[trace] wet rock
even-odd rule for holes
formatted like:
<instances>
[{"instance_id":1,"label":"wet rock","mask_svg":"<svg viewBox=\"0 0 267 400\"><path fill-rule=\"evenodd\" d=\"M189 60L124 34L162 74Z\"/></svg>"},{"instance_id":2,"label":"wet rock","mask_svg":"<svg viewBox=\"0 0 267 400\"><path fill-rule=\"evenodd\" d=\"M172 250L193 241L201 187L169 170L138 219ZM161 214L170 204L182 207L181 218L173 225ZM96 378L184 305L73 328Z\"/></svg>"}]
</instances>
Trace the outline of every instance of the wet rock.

++++++++

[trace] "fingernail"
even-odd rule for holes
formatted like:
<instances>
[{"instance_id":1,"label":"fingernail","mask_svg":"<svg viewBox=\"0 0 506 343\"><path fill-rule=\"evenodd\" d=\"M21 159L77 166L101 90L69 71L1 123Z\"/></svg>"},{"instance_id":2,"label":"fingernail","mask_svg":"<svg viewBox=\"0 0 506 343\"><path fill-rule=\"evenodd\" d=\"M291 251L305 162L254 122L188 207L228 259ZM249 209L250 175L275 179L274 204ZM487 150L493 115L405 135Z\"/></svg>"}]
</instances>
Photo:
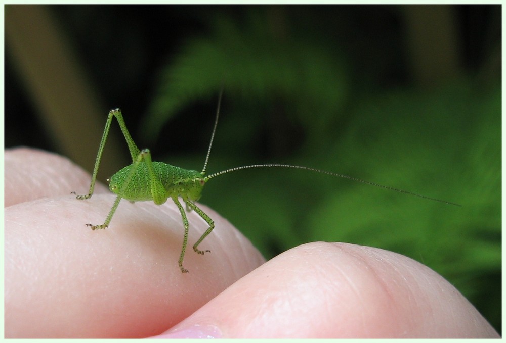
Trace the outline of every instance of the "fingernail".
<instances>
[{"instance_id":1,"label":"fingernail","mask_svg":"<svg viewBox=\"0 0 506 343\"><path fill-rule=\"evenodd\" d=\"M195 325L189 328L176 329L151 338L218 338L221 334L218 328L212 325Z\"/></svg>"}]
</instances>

++++++++

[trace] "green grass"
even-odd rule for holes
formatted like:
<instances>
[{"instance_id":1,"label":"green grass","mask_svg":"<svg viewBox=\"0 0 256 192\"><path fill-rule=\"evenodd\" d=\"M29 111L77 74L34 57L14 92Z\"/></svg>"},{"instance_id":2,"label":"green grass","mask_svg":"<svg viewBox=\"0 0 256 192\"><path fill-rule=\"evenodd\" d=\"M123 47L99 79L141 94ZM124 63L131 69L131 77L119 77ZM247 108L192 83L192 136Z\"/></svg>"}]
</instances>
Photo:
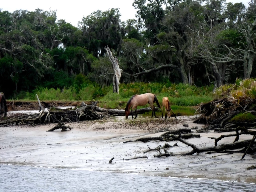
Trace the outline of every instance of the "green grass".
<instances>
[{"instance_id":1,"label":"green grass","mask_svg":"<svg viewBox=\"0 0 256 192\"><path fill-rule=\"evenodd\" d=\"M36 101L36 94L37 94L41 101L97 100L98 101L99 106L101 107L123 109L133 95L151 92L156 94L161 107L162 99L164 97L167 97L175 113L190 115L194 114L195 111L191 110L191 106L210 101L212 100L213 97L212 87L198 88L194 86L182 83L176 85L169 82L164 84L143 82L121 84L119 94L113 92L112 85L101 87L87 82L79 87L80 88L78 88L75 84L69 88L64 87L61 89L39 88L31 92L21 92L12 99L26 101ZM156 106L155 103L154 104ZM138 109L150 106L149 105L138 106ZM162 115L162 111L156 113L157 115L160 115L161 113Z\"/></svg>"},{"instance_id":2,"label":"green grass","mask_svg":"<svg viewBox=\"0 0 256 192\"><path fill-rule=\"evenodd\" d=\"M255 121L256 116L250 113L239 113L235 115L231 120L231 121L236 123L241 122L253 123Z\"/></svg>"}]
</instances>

++++++++

Gather each line above that contains the string "outline" and copy it out in full. Case counts.

Trace the outline of every instance of the wet rock.
Trace the outline of every instance of the "fingernail".
Trace the outline of every instance of the "green grass".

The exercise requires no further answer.